Extracted entries >>
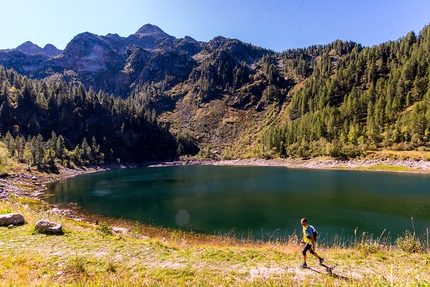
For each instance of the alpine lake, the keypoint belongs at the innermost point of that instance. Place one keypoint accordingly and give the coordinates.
(256, 202)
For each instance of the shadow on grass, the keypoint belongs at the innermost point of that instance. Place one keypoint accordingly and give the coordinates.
(329, 271)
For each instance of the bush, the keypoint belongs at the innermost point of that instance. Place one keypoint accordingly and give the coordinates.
(104, 228)
(409, 243)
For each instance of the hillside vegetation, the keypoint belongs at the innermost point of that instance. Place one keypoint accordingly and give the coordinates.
(143, 255)
(229, 99)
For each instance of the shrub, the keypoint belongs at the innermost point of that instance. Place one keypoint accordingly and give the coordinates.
(409, 243)
(104, 228)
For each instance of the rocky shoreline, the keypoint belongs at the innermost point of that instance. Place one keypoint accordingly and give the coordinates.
(34, 184)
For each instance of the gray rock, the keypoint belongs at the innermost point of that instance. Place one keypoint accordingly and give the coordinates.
(48, 227)
(11, 218)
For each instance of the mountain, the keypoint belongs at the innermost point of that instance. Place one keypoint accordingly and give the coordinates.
(32, 49)
(232, 99)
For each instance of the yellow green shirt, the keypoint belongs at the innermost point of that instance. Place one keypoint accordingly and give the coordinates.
(307, 231)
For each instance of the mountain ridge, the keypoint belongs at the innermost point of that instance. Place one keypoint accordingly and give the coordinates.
(233, 99)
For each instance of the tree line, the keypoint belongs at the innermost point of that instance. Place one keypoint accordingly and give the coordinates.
(43, 123)
(356, 99)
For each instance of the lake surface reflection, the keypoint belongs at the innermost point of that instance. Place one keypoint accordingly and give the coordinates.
(262, 201)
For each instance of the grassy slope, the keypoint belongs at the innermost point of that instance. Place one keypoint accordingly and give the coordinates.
(148, 256)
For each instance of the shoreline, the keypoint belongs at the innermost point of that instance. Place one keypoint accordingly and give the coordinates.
(34, 184)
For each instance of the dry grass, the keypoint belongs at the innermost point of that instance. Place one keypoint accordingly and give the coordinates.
(150, 256)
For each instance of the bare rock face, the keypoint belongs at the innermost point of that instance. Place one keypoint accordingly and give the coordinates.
(48, 227)
(11, 219)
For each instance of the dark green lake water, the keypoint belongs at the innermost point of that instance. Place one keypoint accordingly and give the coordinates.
(262, 201)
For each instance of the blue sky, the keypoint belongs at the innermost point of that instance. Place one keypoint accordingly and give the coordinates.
(272, 24)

Problem to solve >>
Images are not wanted in the copy. Please print the material above exactly.

Output of the task >>
For each instance of the alpine lake, the keypoint belongs at the innermost point of that instance. Place one keypoint accordingly and give the coordinates.
(256, 202)
For each instance of the shadow on grass, the keypoint belongs at the innermost point of that instance. Place one keypoint accordingly and give the coordinates.
(329, 271)
For each instance of the bush, the keypoint belongs at the innermost point of that instance. Place one keypoint accordingly and give the coordinates.
(104, 228)
(409, 243)
For each instance of the hillside vegetation, the keypoint belongs at the innermost point of that instance. Place one keypoint accordingly and give the coordinates.
(143, 255)
(229, 99)
For each instance of the shrub, the keypoint belongs at the innermost point of that instance. Place one keypoint accordingly and give the coordinates.
(409, 243)
(104, 228)
For each instance of the rocky shoreline, the keypoint belongs at the innermost point of that instance. Place one keypoint accordingly and give the coordinates.
(34, 184)
For each instance of the gray rock, the keypoint belongs at the innermost point of that instance. Place one keypoint accordingly and give the coordinates.
(48, 227)
(11, 218)
For each instance of the mountain, the keypoint belongs at the innermost point of that instance. Place one keypoint accordingly and give the coordinates.
(32, 49)
(232, 99)
For each instance of the yellow green shirt, the keypoint belongs at the innermost point of that instance. Place one keypoint accordingly and give the coordinates.
(307, 231)
For each instance of the mountain ridge, the keypoint belongs at the innermost point of that instance. Place one keypoint accordingly and give the coordinates.
(233, 99)
For each instance of the tree line, the keypoint belongs at the innermost point of that instance. Place one keypoint accordingly and give the coordinates.
(43, 123)
(356, 99)
For each instance of the lake surface reflection, the keypoint belongs at the innermost point of that instance. Place one keypoint accordingly and give the coordinates.
(262, 201)
For each instance of the grassy slope, the keypoint belongs at the innermost point of that instance. Place one keypoint accordingly and give the coordinates.
(148, 256)
For each instance of the shoreline, the keypoint belongs at the innermost point of that instance. Place one keypoint accordingly and give the coordinates.
(34, 184)
For each instance of the dry grass, the keypoint belongs at the innermost point of that instance. Place one keypoint accordingly and give the coordinates.
(150, 256)
For each instance of the bare rock face, the keypoint belongs at the innermost point of that instance. Place one keypoint accordingly and give the coordinates.
(48, 227)
(11, 219)
For each instance of the dark green lake water, the keypoint belongs at the innermost point of that instance. Place one keypoint accordingly and give the coordinates.
(262, 201)
For each instance of the blue sky, the keypoint belongs at the innermost point of that instance. Place one keypoint accordingly and give the coordinates.
(272, 24)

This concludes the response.